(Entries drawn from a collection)

☆ ☆ ☆

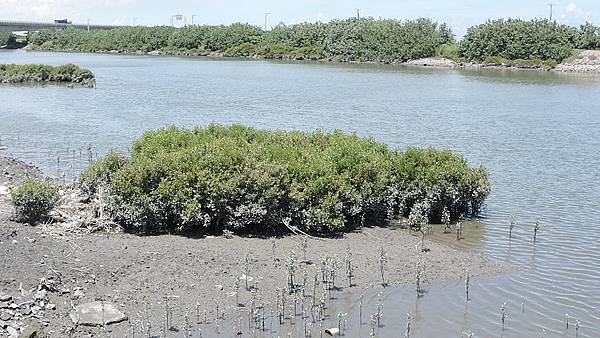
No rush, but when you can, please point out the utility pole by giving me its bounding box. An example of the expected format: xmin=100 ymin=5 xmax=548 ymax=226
xmin=265 ymin=13 xmax=271 ymax=32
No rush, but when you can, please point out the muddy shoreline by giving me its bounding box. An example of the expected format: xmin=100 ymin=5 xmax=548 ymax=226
xmin=0 ymin=158 xmax=510 ymax=337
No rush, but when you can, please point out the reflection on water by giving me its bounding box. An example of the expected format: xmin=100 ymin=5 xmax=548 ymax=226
xmin=0 ymin=51 xmax=600 ymax=337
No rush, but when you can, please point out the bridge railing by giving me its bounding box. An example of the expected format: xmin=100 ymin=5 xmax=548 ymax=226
xmin=0 ymin=20 xmax=123 ymax=29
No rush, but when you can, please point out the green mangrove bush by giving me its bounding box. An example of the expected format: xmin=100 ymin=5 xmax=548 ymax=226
xmin=81 ymin=125 xmax=490 ymax=234
xmin=460 ymin=19 xmax=581 ymax=63
xmin=11 ymin=180 xmax=59 ymax=224
xmin=0 ymin=64 xmax=95 ymax=86
xmin=77 ymin=151 xmax=128 ymax=199
xmin=579 ymin=22 xmax=600 ymax=49
xmin=29 ymin=18 xmax=454 ymax=62
xmin=0 ymin=32 xmax=17 ymax=47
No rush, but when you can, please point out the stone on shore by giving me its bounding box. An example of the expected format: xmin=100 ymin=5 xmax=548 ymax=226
xmin=69 ymin=301 xmax=127 ymax=326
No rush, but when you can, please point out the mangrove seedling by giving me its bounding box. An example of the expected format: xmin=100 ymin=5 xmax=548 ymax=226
xmin=508 ymin=216 xmax=515 ymax=238
xmin=377 ymin=292 xmax=383 ymax=327
xmin=500 ymin=303 xmax=508 ymax=331
xmin=416 ymin=261 xmax=425 ymax=297
xmin=300 ymin=236 xmax=309 ymax=264
xmin=243 ymin=254 xmax=250 ymax=291
xmin=358 ymin=294 xmax=365 ymax=326
xmin=442 ymin=206 xmax=452 ymax=234
xmin=369 ymin=313 xmax=377 ymax=337
xmin=456 ymin=221 xmax=462 ymax=241
xmin=533 ymin=219 xmax=540 ymax=243
xmin=346 ymin=247 xmax=354 ymax=288
xmin=465 ymin=271 xmax=471 ymax=302
xmin=379 ymin=246 xmax=389 ymax=287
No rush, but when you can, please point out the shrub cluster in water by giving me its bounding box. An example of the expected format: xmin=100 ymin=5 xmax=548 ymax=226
xmin=460 ymin=19 xmax=600 ymax=63
xmin=11 ymin=180 xmax=59 ymax=223
xmin=0 ymin=64 xmax=95 ymax=86
xmin=80 ymin=125 xmax=490 ymax=234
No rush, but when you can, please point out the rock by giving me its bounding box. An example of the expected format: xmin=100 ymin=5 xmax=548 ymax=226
xmin=19 ymin=322 xmax=48 ymax=338
xmin=69 ymin=301 xmax=127 ymax=326
xmin=73 ymin=290 xmax=85 ymax=298
xmin=6 ymin=326 xmax=19 ymax=338
xmin=33 ymin=290 xmax=48 ymax=300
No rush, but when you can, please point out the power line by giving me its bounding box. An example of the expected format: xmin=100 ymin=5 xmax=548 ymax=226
xmin=265 ymin=13 xmax=271 ymax=32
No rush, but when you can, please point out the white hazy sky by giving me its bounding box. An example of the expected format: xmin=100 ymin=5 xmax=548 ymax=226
xmin=0 ymin=0 xmax=600 ymax=35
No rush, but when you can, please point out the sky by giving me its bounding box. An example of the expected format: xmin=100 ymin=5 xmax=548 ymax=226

☆ ☆ ☆

* **Goal of the exercise**
Rewrite all of the lines above, changing every occurrence of "bounding box" to "enclosing rectangle" and leaving everything else intact. Omit the pictures from the answer.

* **Response**
No rush, but when you can, please point out the utility pole by giving me its enclosing rectangle. An example of the expected format: xmin=100 ymin=5 xmax=548 ymax=226
xmin=265 ymin=13 xmax=271 ymax=32
No rush, but when you can, please point out the muddy shoreline by giving me its enclosing rectangle. An example of the expected format: xmin=100 ymin=5 xmax=548 ymax=226
xmin=0 ymin=158 xmax=510 ymax=337
No rush, but when you can, please point out the reflection on water by giving me its enclosing rectangle. An example of the expected format: xmin=100 ymin=5 xmax=548 ymax=226
xmin=0 ymin=51 xmax=600 ymax=337
No rush, but when you can, please point out the bridge railing by giving me its enclosing rectangle. An example of the expected format: xmin=100 ymin=5 xmax=548 ymax=226
xmin=0 ymin=20 xmax=123 ymax=29
No rush, but when you can, please point out the green mangrove bush by giving me its enclosing rectangle. An example of the expected format: xmin=100 ymin=5 xmax=548 ymax=226
xmin=81 ymin=125 xmax=490 ymax=234
xmin=460 ymin=19 xmax=581 ymax=63
xmin=11 ymin=180 xmax=59 ymax=224
xmin=0 ymin=64 xmax=95 ymax=86
xmin=77 ymin=151 xmax=128 ymax=199
xmin=579 ymin=22 xmax=600 ymax=49
xmin=29 ymin=18 xmax=454 ymax=62
xmin=0 ymin=32 xmax=17 ymax=47
No rush, but when you can, please point out the stone on shore by giving me its enclosing rectangle. An example of the expected format: xmin=100 ymin=5 xmax=548 ymax=226
xmin=69 ymin=301 xmax=127 ymax=326
No rush, but when you can, please point out the mangrove seedling by giving me its enclosing rectangle. An example of the expected format: xmin=100 ymin=5 xmax=548 ymax=226
xmin=508 ymin=216 xmax=515 ymax=238
xmin=377 ymin=292 xmax=383 ymax=327
xmin=500 ymin=303 xmax=508 ymax=331
xmin=416 ymin=261 xmax=425 ymax=297
xmin=300 ymin=236 xmax=309 ymax=264
xmin=243 ymin=254 xmax=250 ymax=291
xmin=358 ymin=294 xmax=365 ymax=326
xmin=442 ymin=206 xmax=452 ymax=234
xmin=369 ymin=313 xmax=377 ymax=337
xmin=456 ymin=221 xmax=462 ymax=241
xmin=533 ymin=219 xmax=540 ymax=243
xmin=346 ymin=247 xmax=354 ymax=288
xmin=465 ymin=271 xmax=471 ymax=302
xmin=379 ymin=246 xmax=389 ymax=287
No rush, but when you can, please point out the shrub cluster in water by giving me its enclosing rectangle. An example of the expected format: xmin=100 ymin=5 xmax=548 ymax=226
xmin=460 ymin=19 xmax=600 ymax=63
xmin=11 ymin=180 xmax=59 ymax=223
xmin=0 ymin=64 xmax=95 ymax=86
xmin=80 ymin=125 xmax=490 ymax=234
No rush, but when you can, please point out the rock by giving me its enclosing rectangle. An example of the expected format: xmin=100 ymin=5 xmax=548 ymax=226
xmin=19 ymin=322 xmax=48 ymax=338
xmin=69 ymin=301 xmax=127 ymax=326
xmin=73 ymin=290 xmax=85 ymax=298
xmin=6 ymin=326 xmax=19 ymax=338
xmin=33 ymin=290 xmax=48 ymax=300
No rush, but when you can, please point out the power line by giving me its enclosing rectangle. An example of the expected format: xmin=100 ymin=5 xmax=548 ymax=226
xmin=265 ymin=13 xmax=271 ymax=32
No rush, but when you can, please point out the white hazy sky by giving me its enclosing rectangle. An example of the expected format: xmin=100 ymin=5 xmax=548 ymax=226
xmin=0 ymin=0 xmax=600 ymax=35
No rush, but when you can, please point out the sky by giving me its enclosing rectangle. An example of the expected format: xmin=100 ymin=5 xmax=548 ymax=226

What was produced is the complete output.